-- DOCUMENTO DE ORIGEM --
....
ARQUIVO PÚBLICO DO ESTADO DA BAHIA: NOVOS RUMOS NA GESTÃO DE JORGE X

 

"Nosso desafio é aproximar o Arquivo Público da sociedade baiana"

Novo diretor do espaço, Jorge X pretende chamar a população baiana para pesquisar suas raízes étnicas

 Publicado domingo, 26 de março de 2023 às 06:00 h | Autor: Gilson Jorge

Jorge X, novo Diretor do Arquivo Público do Estado da Bahia (APEB) - Foto: Rafaela Araújo | Ag. A TARDE

Na comunicação oficial referente ao seu cargo, o novo diretor do Arquivo Público do Estado da Bahia ainda assina seu nome de batismo, Jorge Vieira, enquanto aguarda liberação jurídica para poder se apresentar formalmente com seu nome político, Jorge X. Uma forma de expressar a sua rejeição aos sobrenomes impostos pela colonização portuguesa no Brasil. E esse tema deve ganhar relevância em sua gestão.

 

Nesta entrevista, Jorge X explica como pretende chamar a população baiana para pesquisar, através da documentação oficial, as suas origens étnicas na África.

 

Primeiro, a grande curiosidade.  Já extinguiu-se o risco de o Arquivo Público do Estado perder essa sede em um leilão?

 

Não. O processo ainda corre em relação ao leilão do imóvel.
....
(Registros de anotação de detecção)
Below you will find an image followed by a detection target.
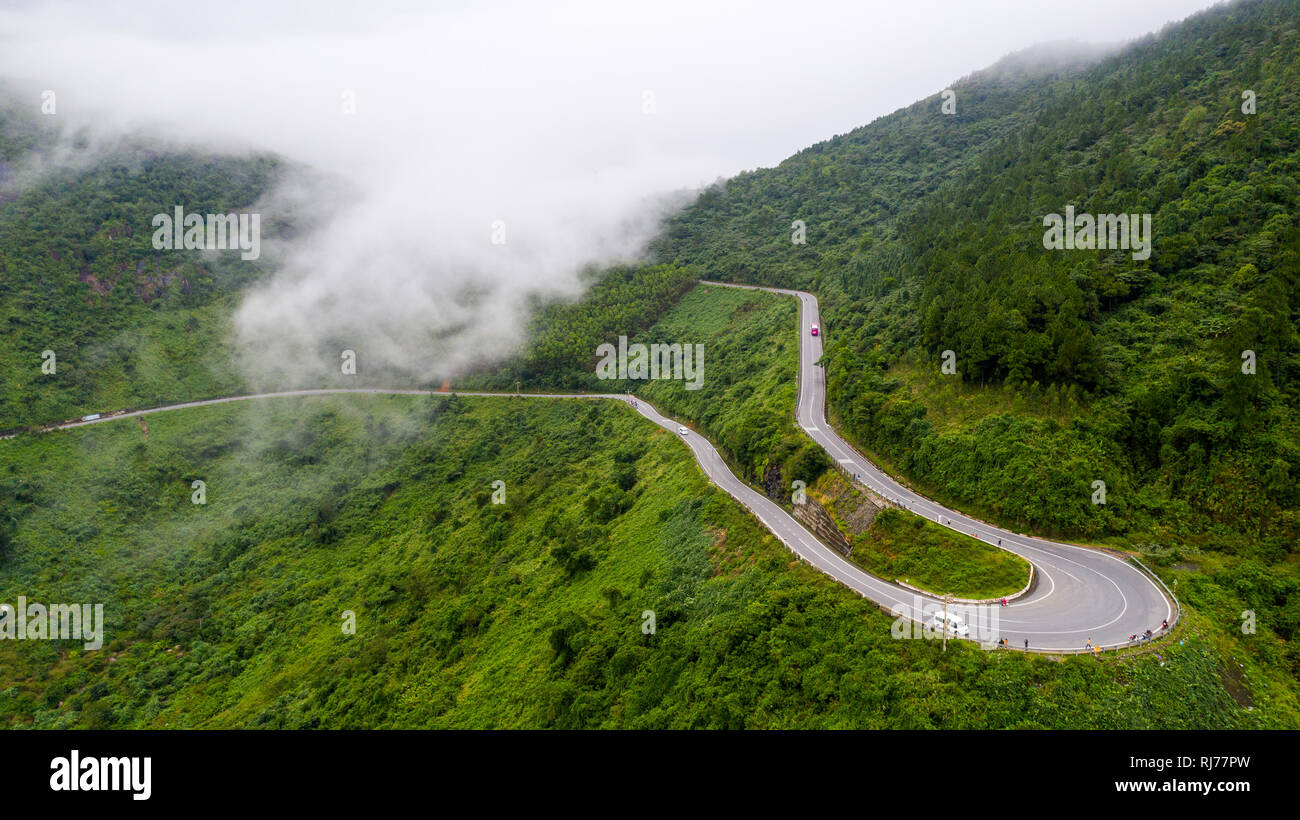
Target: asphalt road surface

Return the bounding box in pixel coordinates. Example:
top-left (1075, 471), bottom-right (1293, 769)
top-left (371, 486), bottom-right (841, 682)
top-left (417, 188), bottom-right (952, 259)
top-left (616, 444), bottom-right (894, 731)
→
top-left (709, 282), bottom-right (1175, 651)
top-left (10, 282), bottom-right (1174, 652)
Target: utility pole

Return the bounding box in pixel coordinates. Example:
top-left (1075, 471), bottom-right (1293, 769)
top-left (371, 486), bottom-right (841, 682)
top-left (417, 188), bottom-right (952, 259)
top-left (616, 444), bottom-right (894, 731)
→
top-left (944, 593), bottom-right (953, 652)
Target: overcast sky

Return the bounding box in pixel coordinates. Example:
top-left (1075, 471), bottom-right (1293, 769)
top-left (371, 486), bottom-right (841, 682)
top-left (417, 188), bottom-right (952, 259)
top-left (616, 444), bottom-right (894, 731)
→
top-left (0, 0), bottom-right (1212, 384)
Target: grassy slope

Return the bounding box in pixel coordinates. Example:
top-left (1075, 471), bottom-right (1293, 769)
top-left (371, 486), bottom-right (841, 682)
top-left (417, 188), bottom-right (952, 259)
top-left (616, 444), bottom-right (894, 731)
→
top-left (809, 470), bottom-right (1030, 598)
top-left (659, 0), bottom-right (1300, 680)
top-left (0, 396), bottom-right (1297, 728)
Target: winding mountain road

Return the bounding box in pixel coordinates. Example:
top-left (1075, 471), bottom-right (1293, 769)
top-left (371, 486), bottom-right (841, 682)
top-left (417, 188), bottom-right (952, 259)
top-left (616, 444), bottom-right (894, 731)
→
top-left (8, 282), bottom-right (1175, 652)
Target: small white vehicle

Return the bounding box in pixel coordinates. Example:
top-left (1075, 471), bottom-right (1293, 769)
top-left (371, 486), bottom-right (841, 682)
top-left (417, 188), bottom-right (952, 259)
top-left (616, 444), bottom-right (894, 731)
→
top-left (930, 612), bottom-right (971, 638)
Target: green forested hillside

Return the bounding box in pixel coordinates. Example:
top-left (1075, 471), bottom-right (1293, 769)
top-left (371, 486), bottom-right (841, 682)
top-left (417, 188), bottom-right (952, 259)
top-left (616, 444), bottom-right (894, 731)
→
top-left (657, 0), bottom-right (1300, 669)
top-left (0, 118), bottom-right (280, 429)
top-left (0, 396), bottom-right (1300, 728)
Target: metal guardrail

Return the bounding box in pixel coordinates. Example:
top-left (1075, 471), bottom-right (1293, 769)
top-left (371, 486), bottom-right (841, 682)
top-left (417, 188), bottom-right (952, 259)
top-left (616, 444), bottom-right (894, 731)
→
top-left (1128, 555), bottom-right (1183, 629)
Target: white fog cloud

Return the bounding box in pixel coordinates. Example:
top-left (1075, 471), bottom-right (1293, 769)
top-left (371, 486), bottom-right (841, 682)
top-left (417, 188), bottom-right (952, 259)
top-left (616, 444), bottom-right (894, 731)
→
top-left (0, 0), bottom-right (1209, 385)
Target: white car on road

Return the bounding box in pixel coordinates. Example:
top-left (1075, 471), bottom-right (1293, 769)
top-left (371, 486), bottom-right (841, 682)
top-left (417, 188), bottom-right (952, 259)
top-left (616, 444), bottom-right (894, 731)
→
top-left (930, 612), bottom-right (971, 638)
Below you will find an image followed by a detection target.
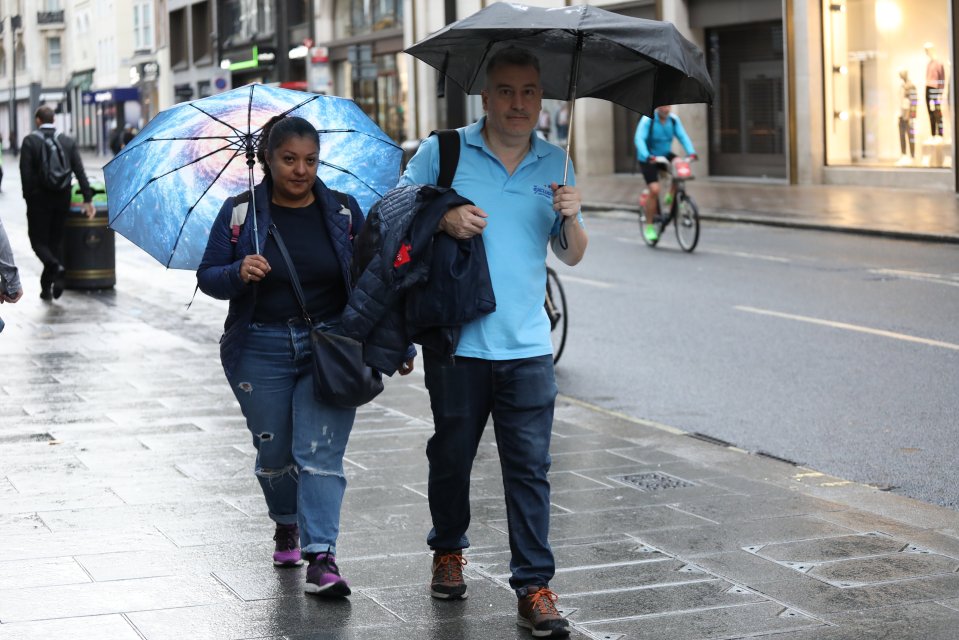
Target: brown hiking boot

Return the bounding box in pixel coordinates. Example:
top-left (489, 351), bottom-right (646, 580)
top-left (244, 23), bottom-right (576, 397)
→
top-left (516, 587), bottom-right (569, 638)
top-left (430, 549), bottom-right (466, 600)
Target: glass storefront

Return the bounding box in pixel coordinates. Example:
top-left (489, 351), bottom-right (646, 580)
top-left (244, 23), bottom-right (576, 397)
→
top-left (330, 0), bottom-right (409, 142)
top-left (343, 45), bottom-right (407, 142)
top-left (822, 0), bottom-right (953, 168)
top-left (334, 0), bottom-right (403, 38)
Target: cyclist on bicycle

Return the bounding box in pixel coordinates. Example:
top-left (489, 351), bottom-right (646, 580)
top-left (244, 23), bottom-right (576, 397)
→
top-left (633, 105), bottom-right (696, 242)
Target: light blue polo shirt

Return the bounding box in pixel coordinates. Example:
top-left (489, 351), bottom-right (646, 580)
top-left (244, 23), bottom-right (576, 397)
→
top-left (399, 116), bottom-right (582, 360)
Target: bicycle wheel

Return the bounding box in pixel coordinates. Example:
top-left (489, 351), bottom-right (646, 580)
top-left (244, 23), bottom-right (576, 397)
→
top-left (639, 205), bottom-right (665, 247)
top-left (675, 192), bottom-right (699, 252)
top-left (546, 267), bottom-right (569, 364)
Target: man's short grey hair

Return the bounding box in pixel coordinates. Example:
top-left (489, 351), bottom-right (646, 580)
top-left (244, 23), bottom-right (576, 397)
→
top-left (486, 47), bottom-right (539, 78)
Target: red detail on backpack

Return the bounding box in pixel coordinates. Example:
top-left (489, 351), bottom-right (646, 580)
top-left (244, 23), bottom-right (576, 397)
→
top-left (393, 243), bottom-right (412, 269)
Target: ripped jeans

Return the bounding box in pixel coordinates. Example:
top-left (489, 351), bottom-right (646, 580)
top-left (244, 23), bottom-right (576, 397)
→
top-left (229, 321), bottom-right (356, 554)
....
-- ENUNCIADO 1 --
Segundo a entrevista, que nome de batismo o novo diretor do Arquivo Público ainda usa na comunicação oficial?
-- ENUNCIADO 2 --
Liste todas as pessoas nomeadas na entrevista, com o papel que cada uma tem no texto.
-- ENUNCIADO 3 --
Dê prosseguimento à entrevista com Jorge X sobre o Arquivo Público do Estado da Bahia, começando logo depois da última resposta mostrada.
Os itens acima não são necessários aqui.

-- RESULTADO FINAL 1 --
Jorge Vieira.

-- RESULTADO FINAL 2 --
- Jorge X: novo diretor do Arquivo Público do Estado da Bahia (APEB)
- Gilson Jorge: autor
- Rafaela Araújo: autora da foto

-- RESULTADO FINAL 3 --
Como é o perfil de quem procura o Arquivo para pesquisar documentos? Quais são os papéis mais procurados?

 Na nossa gestão, vai ter uma mudança. Inclusive a gente teve uma reunião sobre isso agora. Vamos ampliar em 50% o número de documentos a que pesquisadores,  historiadores e arquivistas terão acesso aqui no Arquivo Público do Estado da Bahia. Hoje, são dez documentos por pesquisa.  A partir de abril, vamos ampliar para quinze documentos.

 As consultas podem ser feitas atualmente uma vez por semana, mas agora essa consulta será diária. Os documentos custodiados aqui no Arquivo Público do Estado da Bahia são atas notoriais dos períodos colonial e republicano, os alvarás de compra e venda de escravizados.

São documentos que retratam a importância do Arquivo Público do Estado da Bahia. Aqui também está um conjunto documental destacado como memória do mundo. O Arquivo Público do Estado da Bahia só perde em importância para o Arquivo Nacional.

 

Eu conversei com um pesquisador que não mora no Brasil e ele demonstrou preocupação com o prazo para reserva de vaga na pesquisa porque ele só tinha uma semana a mais disponível antes de viajar e temia não conseguir fazer a pesquisa. Como estão os prazos para reserva?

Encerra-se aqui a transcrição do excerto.